### Exercise set
1 – Answer these questions about the entry on Henry Moore's Three-Quarter Figure, one line each:
(a) What is the sculpture made of?
(b) In what year did the artist present it?
(c) What body part does the central bulbous protrusion sit in the position of?
2 – Repeat the passage of the Three-Quarter Figure entry starting at "Henry Moore OM, CH Three-Quarter" and ending at "of living creatures.".
3 – Which years appear in the entry on Henry Moore's Three-Quarter Figure? List every one.

### Extract provided
Henry Moore: Sculptural Process and Public Identity

ISBN 978-1-84976-391-2

Henry Moore OM, CH Three-Quarter Figure 1961

Three-Quarter Figure is a small plaster sculpture from which Henry Moore created a set of bronzes. It presents a standing figure with a distorted human body and the head of an animal, conveying Moore’s interest in the inner ‘vitality’ of living creatures.
Henry Moore OM, CH 1898–1986
Three-Quarter Figure
1961
Plaster on a wood base
391 x 233 x 131 mm
Presented by the artist 1978
T02288

Entry

Henry Moore
Fig.1
Henry Moore
Three-Quarter Figure 1961 (side view)
Tate T02288
© The Henry Moore Foundation. All Rights Reserved
Three-Quarter Figure was made in 1961 and served as the original plaster model from which an edition of bronze sculptures was cast. The sculpture appears to present an upright figure with a broad, flat back, although the various bulbous protrusions that emerge from the front are largely abbreviated and only loosely reminiscent of human features. The uppermost part of the sculpture resembles most clearly a neck and a projecting head, while the rounded forms at the top of the torso may be understood to represent either shoulders or breasts depending on the viewpoint. A central bulbous protrusion occupies the position of the belly and projects sharply outwards creating recesses above and below (fig.1). At the base, another frontal swelling provides support for the sculpture but cannot be said to represent any particular anatomical feature.

(Data entries)
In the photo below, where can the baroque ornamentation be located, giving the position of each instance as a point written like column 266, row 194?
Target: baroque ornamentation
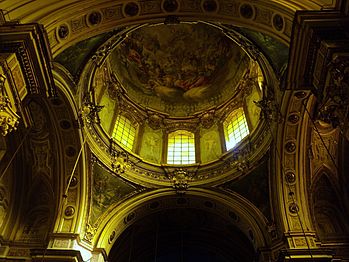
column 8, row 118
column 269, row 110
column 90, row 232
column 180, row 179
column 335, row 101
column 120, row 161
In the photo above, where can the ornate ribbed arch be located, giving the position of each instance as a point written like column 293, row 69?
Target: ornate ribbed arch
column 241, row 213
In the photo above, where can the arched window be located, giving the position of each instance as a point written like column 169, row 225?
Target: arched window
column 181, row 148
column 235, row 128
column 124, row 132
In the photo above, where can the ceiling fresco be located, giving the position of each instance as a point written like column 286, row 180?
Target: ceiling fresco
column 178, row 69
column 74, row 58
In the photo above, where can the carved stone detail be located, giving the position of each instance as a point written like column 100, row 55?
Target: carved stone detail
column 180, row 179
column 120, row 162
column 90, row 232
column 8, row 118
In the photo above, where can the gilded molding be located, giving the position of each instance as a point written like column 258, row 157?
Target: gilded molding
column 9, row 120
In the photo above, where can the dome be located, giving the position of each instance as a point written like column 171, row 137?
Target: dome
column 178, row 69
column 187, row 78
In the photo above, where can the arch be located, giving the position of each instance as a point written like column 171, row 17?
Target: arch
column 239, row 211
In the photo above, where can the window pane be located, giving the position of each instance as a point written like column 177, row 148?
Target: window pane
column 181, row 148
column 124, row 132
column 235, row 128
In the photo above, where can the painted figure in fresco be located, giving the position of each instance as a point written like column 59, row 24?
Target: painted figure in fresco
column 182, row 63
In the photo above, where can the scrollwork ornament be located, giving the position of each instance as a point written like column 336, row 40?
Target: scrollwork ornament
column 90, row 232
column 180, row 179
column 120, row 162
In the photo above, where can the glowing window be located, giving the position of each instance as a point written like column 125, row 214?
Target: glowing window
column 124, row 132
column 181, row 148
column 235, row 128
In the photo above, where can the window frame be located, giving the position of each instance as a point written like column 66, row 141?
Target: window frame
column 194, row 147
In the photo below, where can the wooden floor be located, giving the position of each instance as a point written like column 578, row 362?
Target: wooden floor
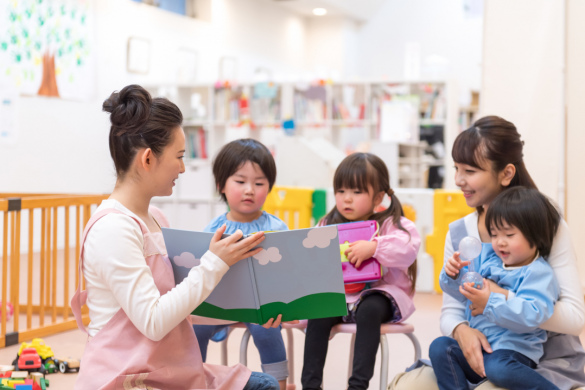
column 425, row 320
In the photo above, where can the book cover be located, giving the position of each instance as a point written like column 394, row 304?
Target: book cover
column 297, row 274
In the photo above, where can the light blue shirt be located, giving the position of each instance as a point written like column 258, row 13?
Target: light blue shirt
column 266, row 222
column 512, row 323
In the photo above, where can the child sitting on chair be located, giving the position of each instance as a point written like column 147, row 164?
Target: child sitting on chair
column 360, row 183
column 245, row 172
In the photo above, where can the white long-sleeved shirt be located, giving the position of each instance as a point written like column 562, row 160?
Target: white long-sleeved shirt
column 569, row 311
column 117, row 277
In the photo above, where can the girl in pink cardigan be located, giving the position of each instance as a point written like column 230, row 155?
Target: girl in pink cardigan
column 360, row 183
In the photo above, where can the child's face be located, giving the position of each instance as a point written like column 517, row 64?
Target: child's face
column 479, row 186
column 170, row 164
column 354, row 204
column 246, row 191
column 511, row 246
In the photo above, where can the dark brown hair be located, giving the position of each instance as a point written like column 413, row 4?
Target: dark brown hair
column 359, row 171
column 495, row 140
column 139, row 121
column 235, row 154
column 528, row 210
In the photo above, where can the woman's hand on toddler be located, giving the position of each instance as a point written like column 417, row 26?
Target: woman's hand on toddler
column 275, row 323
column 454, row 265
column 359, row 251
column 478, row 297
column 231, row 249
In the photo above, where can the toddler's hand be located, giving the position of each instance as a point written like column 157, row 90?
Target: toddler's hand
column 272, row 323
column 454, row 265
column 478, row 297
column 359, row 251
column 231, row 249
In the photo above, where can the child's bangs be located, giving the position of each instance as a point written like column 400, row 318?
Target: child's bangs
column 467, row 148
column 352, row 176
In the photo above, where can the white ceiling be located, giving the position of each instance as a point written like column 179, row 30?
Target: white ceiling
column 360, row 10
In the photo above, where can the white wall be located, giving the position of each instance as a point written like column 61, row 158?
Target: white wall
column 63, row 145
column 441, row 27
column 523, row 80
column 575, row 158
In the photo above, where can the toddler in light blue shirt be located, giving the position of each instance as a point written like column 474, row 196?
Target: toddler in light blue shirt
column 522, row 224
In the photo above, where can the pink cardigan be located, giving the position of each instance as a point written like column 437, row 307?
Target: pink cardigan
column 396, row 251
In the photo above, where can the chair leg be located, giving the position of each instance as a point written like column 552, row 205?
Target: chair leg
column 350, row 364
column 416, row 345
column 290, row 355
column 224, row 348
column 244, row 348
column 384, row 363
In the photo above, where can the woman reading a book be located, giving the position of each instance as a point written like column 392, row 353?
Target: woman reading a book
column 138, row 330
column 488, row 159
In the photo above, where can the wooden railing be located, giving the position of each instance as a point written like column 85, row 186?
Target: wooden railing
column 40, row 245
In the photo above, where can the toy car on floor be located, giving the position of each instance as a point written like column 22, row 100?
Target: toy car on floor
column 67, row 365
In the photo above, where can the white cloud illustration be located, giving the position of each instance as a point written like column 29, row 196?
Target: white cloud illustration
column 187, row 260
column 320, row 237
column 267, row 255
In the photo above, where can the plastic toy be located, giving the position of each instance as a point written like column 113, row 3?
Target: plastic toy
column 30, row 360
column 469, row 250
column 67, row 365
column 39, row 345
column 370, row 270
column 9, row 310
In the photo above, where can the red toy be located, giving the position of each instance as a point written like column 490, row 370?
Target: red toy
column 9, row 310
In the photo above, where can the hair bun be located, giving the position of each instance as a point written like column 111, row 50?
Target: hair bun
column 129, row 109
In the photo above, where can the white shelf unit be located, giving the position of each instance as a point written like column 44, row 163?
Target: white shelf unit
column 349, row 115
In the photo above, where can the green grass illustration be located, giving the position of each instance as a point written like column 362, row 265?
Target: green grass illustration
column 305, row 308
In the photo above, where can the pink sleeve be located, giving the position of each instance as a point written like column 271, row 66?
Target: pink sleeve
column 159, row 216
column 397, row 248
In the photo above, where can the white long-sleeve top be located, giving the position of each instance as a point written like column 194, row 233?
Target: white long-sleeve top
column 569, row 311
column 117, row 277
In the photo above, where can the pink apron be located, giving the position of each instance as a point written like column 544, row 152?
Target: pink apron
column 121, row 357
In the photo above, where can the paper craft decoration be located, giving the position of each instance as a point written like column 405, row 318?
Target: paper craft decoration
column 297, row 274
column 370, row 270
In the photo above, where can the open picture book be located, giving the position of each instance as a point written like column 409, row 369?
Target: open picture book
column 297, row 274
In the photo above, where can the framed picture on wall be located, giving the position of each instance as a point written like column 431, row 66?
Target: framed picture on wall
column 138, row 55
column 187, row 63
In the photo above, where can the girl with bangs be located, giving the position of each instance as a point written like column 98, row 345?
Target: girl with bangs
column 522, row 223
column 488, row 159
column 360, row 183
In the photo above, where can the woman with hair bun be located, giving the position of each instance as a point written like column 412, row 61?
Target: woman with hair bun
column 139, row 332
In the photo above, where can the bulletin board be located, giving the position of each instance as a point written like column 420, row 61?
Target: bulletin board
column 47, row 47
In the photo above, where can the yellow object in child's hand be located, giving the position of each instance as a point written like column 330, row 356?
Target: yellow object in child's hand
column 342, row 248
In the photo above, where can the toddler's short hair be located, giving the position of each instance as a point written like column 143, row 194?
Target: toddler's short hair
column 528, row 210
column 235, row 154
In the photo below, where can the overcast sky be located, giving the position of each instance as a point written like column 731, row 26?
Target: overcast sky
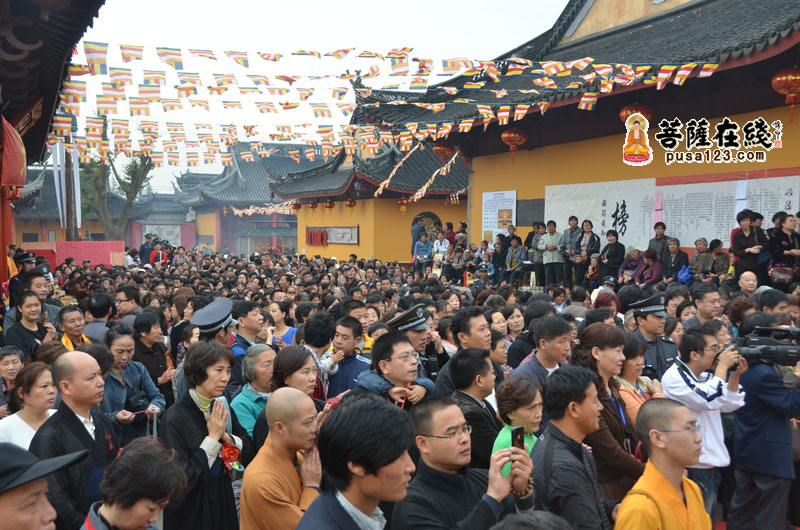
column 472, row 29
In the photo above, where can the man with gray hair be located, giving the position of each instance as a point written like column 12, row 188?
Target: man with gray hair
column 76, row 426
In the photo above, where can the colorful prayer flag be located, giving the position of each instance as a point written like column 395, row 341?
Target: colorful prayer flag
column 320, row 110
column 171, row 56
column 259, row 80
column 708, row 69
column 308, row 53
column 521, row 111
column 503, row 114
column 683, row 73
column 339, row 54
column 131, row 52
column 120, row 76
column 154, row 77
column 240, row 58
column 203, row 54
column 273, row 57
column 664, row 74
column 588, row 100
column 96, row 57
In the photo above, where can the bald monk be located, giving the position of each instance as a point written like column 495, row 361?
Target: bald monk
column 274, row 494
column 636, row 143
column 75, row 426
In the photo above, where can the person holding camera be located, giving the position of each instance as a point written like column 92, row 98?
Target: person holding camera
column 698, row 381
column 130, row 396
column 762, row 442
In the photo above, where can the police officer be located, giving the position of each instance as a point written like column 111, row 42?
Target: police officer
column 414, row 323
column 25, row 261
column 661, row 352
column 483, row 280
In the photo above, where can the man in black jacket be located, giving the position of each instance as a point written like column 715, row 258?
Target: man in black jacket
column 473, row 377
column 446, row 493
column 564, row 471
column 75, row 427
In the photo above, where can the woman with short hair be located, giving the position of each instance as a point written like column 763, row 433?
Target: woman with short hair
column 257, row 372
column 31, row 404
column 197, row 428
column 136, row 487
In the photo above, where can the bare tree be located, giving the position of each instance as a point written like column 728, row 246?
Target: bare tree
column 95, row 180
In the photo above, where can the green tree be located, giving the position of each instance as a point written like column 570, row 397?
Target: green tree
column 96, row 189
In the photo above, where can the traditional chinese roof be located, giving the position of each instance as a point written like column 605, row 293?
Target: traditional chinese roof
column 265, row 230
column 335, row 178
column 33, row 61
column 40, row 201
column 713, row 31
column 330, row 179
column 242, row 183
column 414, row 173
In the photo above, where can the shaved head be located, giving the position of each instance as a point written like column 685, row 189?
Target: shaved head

### Written answers
1 –
(a) Plaster on a wood base
(b) 1978
(c) The belly

2 –
Henry Moore OM, CH Three-Quarter Figure 1961

Three-Quarter Figure is a small plaster sculpture from which Henry Moore created a set of bronzes. It presents a standing figure with a distorted human body and the head of an animal, conveying Moore’s interest in the inner ‘vitality’ of living creatures.

3 –
1898
1961
1978
1986